_Problem to work on_:
Output the entries below without any change, from the line containing "Would you mind pointing to the oven" through the end of the entries.

** START Excerpted records **

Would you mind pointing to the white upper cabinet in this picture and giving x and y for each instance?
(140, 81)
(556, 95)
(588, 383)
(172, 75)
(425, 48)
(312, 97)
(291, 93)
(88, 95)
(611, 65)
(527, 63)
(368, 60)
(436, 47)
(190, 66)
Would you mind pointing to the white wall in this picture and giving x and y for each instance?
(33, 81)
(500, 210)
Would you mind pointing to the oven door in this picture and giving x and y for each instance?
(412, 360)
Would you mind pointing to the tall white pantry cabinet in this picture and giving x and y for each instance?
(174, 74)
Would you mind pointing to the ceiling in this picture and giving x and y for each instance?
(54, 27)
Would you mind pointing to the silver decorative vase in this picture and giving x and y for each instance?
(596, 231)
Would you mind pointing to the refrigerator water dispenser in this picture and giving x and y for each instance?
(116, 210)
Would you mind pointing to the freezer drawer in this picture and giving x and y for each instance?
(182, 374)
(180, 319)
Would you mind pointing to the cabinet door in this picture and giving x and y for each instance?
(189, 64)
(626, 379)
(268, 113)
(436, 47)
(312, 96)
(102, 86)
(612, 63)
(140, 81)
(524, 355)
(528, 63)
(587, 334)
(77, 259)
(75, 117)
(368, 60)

** END Excerpted records **

_Reply to the exercise_:
Would you mind pointing to the oven door in this picture and giving x and y for each instance?
(412, 360)
Would you mind pointing to the tall white pantry cabinet in this picture and giving x and y for each instance?
(174, 74)
Would you mind pointing to the ceiling in this picture and giving x and y for each instance?
(54, 27)
Would you mind pointing to the silver decorative vase in this picture and giving x and y for each instance?
(596, 231)
Would you mind pointing to the refrigerator water dispenser in this picture and giving x and y for each instance?
(116, 210)
Would you mind pointing to the freezer drawer in this picture and giving x and y for each instance?
(182, 374)
(180, 319)
Would you mind pointing to the cabinet door in this picture and giving x and y for each instance?
(189, 64)
(626, 379)
(268, 113)
(436, 47)
(312, 96)
(102, 86)
(612, 63)
(140, 81)
(524, 355)
(528, 63)
(587, 334)
(77, 259)
(75, 117)
(368, 60)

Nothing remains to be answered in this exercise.